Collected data
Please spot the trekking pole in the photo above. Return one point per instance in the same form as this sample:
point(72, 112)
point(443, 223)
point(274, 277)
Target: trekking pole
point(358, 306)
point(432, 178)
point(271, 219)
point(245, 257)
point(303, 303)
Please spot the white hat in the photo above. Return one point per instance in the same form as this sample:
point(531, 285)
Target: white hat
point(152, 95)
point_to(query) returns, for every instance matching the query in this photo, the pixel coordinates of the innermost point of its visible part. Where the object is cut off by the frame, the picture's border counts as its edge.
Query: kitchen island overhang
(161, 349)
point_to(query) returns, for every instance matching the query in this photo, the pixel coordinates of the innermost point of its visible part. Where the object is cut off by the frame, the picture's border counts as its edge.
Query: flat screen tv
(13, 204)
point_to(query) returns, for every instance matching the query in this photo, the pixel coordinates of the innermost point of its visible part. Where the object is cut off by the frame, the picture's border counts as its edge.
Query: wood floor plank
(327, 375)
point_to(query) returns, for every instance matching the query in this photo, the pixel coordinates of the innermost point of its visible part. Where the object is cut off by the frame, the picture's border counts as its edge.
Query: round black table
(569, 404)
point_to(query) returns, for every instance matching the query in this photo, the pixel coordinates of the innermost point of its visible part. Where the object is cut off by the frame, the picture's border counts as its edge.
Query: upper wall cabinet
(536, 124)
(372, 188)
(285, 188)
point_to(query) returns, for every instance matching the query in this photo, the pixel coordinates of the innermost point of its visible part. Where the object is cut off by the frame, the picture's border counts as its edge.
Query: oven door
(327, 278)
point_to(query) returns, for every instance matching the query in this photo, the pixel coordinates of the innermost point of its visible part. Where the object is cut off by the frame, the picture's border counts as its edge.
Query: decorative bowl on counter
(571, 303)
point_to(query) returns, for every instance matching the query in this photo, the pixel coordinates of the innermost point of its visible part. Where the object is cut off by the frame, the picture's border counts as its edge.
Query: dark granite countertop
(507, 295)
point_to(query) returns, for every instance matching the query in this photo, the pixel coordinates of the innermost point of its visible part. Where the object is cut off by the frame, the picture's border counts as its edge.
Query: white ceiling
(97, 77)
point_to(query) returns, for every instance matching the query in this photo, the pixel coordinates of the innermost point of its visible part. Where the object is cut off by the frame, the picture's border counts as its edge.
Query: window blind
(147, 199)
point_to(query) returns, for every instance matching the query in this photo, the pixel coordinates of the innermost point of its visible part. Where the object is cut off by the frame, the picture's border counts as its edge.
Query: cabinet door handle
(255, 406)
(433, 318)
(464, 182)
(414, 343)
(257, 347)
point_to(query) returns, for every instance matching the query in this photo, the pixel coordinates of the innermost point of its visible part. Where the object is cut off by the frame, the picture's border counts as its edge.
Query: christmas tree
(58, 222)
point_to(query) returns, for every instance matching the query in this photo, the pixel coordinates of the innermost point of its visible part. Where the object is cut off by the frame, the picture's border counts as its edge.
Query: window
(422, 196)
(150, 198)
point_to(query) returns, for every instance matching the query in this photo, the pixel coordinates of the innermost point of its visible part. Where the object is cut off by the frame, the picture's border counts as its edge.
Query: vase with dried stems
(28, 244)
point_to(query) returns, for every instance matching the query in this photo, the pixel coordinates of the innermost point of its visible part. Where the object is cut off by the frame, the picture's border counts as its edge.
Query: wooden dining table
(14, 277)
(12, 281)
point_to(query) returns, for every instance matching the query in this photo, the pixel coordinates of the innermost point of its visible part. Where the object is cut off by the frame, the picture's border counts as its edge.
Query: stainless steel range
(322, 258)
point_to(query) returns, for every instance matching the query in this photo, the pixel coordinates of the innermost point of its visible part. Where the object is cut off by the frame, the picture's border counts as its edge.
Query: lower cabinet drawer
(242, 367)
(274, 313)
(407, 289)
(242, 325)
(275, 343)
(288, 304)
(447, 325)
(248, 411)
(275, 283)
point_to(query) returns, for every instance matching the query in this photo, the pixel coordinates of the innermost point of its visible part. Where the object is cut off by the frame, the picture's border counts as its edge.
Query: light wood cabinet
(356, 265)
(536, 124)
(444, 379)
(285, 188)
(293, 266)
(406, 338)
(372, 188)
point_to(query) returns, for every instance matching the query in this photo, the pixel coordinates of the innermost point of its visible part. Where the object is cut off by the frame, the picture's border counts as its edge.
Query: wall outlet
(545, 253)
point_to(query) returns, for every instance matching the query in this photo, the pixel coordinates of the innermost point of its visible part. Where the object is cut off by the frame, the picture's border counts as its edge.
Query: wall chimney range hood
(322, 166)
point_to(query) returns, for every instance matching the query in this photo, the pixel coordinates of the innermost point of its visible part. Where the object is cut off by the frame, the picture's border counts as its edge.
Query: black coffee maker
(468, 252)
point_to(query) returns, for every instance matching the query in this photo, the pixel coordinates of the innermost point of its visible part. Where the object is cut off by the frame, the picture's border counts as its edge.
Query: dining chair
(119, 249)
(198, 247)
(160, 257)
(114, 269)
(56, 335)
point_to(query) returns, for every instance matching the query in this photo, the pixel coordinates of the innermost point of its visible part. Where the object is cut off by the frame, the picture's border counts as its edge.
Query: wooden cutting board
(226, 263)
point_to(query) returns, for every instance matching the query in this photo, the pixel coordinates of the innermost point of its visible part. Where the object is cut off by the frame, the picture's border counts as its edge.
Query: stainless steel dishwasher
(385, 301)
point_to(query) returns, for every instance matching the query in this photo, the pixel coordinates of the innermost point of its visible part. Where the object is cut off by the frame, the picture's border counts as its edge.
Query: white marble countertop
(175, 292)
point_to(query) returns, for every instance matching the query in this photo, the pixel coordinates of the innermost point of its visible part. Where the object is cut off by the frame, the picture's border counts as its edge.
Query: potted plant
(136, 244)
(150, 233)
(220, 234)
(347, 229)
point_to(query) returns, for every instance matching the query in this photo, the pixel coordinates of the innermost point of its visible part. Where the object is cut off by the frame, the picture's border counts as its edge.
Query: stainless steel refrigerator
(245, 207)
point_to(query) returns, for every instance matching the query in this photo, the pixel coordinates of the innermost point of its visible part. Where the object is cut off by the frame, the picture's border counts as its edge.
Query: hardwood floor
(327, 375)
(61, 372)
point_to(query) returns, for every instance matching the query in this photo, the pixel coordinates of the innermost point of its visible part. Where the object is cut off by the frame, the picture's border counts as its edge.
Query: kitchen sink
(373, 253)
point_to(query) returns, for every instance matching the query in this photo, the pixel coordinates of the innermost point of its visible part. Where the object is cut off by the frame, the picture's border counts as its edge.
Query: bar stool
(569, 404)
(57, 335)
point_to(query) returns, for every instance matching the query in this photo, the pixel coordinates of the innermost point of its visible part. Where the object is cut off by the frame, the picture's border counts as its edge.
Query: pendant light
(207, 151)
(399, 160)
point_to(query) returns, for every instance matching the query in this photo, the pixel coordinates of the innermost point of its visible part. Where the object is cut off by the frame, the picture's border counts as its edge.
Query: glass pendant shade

→ **Work to be completed**
Return the data in full, exactly as it appears above.

→ **Finished task**
Please spot the trekking pole in the photo above. Return one point per instance in the same form as this sample:
point(72, 112)
point(443, 223)
point(274, 277)
Target: trekking pole
point(358, 306)
point(432, 178)
point(271, 219)
point(245, 257)
point(303, 303)
Please spot the white hat in the photo above. Return one point per instance in the same form as this sample:
point(531, 285)
Target: white hat
point(152, 95)
point_to(query) returns, for every instance matching the query in this photo, the pixel coordinates of the innermost point of its visible part. Where the object is cut off by the frame, the picture's border counts as its edge.
Query: kitchen island overhang
(161, 349)
point_to(query) returns, for every instance matching the query in this photo, the pixel coordinates of the innermost point of its visible part. Where the object is cut off by the frame, the picture's border counts as its edge.
Query: flat screen tv
(13, 204)
point_to(query) returns, for every instance matching the query in this photo, the pixel coordinates of the innermost point of its visible part. Where the object is cut off by the frame, the picture's border counts as its edge.
Query: wood floor plank
(327, 375)
point_to(query) returns, for every instance matching the query in this photo, the pixel coordinates of the innermost point of its visible part. Where the object is cut off by the frame, the picture's border counts as its edge.
Query: round black table
(569, 404)
point_to(query) returns, for every instance matching the query in this photo, the pixel coordinates of the innermost point of its visible part. Where the object is cut off by the frame, the picture's border counts as its edge.
Query: upper wall cabinet
(536, 124)
(372, 188)
(285, 188)
point_to(query) returns, for every instance matching the query in this photo, the pixel coordinates of the innermost point of its visible part. Where the object is cut off by the frame, the picture's border counts as its edge.
Query: oven door
(327, 278)
point_to(query) returns, for every instance matching the query in this photo, the pixel coordinates of the innermost point of its visible part. Where the object is cut off by the frame, the picture's border counts as its edge.
Query: decorative bowl on counter
(571, 303)
point_to(query) returns, for every instance matching the query in this photo, the pixel coordinates of the innermost point of its visible part. Where the object is cut off by the frame, the picture's border counts as its edge.
Query: dark granite countertop
(507, 295)
point_to(query) returns, for every instance matching the query in this photo, the pixel coordinates of the innermost point of its visible part. Where the object is cut off by the frame, the picture's border counts as its edge.
Query: white ceiling
(97, 77)
point_to(query) returns, for every instance matching the query in this photo, the pixel coordinates of the innermost point of its visible part. Where the object is cut off by the frame, the picture's border counts as its edge.
Query: window blind
(147, 199)
point_to(query) returns, for every instance matching the query in this photo, the pixel coordinates of the innermost point of its visible part. Where the object is cut off by the frame, the picture's border counts as its edge.
Query: cabinet door handle
(255, 406)
(433, 318)
(464, 182)
(414, 343)
(257, 347)
point_to(query) returns, for every instance matching the query in this photo, the pixel coordinates of the innermost point of its visible part. Where the object is cut off by the frame, the picture's border counts as its edge.
Query: christmas tree
(58, 222)
point_to(query) returns, for every instance matching the query in this photo, the pixel coordinates of the innermost point of its visible part. Where the object is cut off by the frame, the picture's border counts as its edge.
Query: window
(422, 196)
(150, 198)
point_to(query) returns, for every instance matching the query in this photo, the pixel coordinates of the innermost point of its visible part. Where the object is cut off by the frame, the picture's border counts as its edge.
Query: vase with dried stems
(28, 244)
point_to(query) returns, for every instance matching the query in this photo, the pixel coordinates of the innermost point of its visible part. Where the object is cut off by the frame, the picture's border counts as its edge.
Query: wooden dining table
(14, 277)
(12, 281)
point_to(query) returns, for every instance matching the query in this photo, the pixel coordinates of the innermost point of its visible part. Where the object is cut off by the frame, the picture's border counts as its edge.
Query: stainless steel range
(322, 258)
point_to(query) returns, for every instance matching the query in this photo, the pixel coordinates of the innermost point of its visible part. Where the object is cut off by the frame, the picture's border counts as its edge.
Query: lower cabinet drawer
(242, 367)
(274, 313)
(407, 289)
(242, 325)
(275, 343)
(288, 304)
(447, 325)
(248, 411)
(275, 283)
point_to(query) returns, for every instance matching the query in this photo, the pixel coordinates of the innermost point of its visible part. Where the object is cut off by the frame, the picture's border counts as its edge.
Query: light wood cabinet
(356, 265)
(536, 124)
(444, 379)
(285, 188)
(293, 266)
(406, 338)
(372, 188)
point_to(query) returns, for every instance matching the query in this photo, the pixel coordinates of the innermost point of its visible part. Where the object is cut off by the frame, the picture's border counts as its edge.
Query: wall outlet
(545, 253)
point_to(query) returns, for every instance matching the query in this photo, the pixel coordinates of the innermost point of its visible part. Where the object is cut off by the frame, the picture's border counts as its edge.
Query: wall chimney range hood
(322, 166)
point_to(query) returns, for every instance matching the query in this photo, the pixel coordinates of the innermost point of its visible part. Where the object is cut off by the frame, the picture's border counts as its edge.
Query: black coffee maker
(468, 252)
point_to(query) returns, for every instance matching the query in this photo, the pixel coordinates of the innermost point of its visible part. Where the object is cut off by the frame, the picture's border counts as its edge.
Query: dining chair
(119, 249)
(198, 247)
(160, 257)
(114, 269)
(56, 335)
point_to(query) returns, for every instance matching the query in this photo, the pixel coordinates of the innermost point of its visible part. Where the object is cut off by the frame, the picture's border counts as its edge.
Query: wooden cutting board
(226, 263)
point_to(query) returns, for every instance matching the query in this photo, the pixel coordinates of the innermost point of its visible part. Where the object is cut off by the frame, the picture's border counts as its edge.
Query: stainless steel dishwasher
(385, 301)
point_to(query) returns, for every instance matching the query in this photo, the pixel coordinates of the innermost point of its visible part. Where the object is cut off by the frame, the picture's border counts as its edge.
Query: white marble countertop
(175, 292)
point_to(query) returns, for every instance matching the query in this photo, the pixel coordinates of the innermost point of its visible part. Where the object is cut off by the frame, the picture's border counts as its edge.
Query: potted plant
(136, 244)
(150, 233)
(220, 234)
(347, 229)
point_to(query) returns, for every instance matching the query in this photo, the pixel coordinates of the innermost point of its visible part. Where the object is cut off by the frame, the picture's border counts as its edge.
Query: stainless steel refrigerator
(245, 207)
point_to(query) returns, for every instance matching the query in this photo, the pixel coordinates of the innermost point of its visible part. Where the object is cut off by the frame, the picture's border counts as its edge.
Query: hardwood floor
(327, 375)
(61, 372)
point_to(query) returns, for every instance matching the query in this photo, the pixel coordinates of the innermost point of its visible part. Where the object is cut off by the frame, the picture's border counts as its edge.
Query: kitchen sink
(373, 253)
point_to(query) returns, for every instance matching the query in this photo, the pixel coordinates of the innermost point of its visible part. Where the object is cut off by the frame, the picture's border counts as its edge.
Query: bar stool
(569, 404)
(57, 335)
point_to(query) returns, for every instance matching the query in this photo, the pixel coordinates of the innermost point of its visible part. Where the object is cut off by the frame, the picture's border counts as its edge.
Query: pendant light
(207, 151)
(399, 160)
point_to(query) returns, for every instance matching the query in this photo, the pixel coordinates of the innermost point of its visible part. Where the object is cut off by the frame, the picture's border counts as its edge.
Query: glass pendant shade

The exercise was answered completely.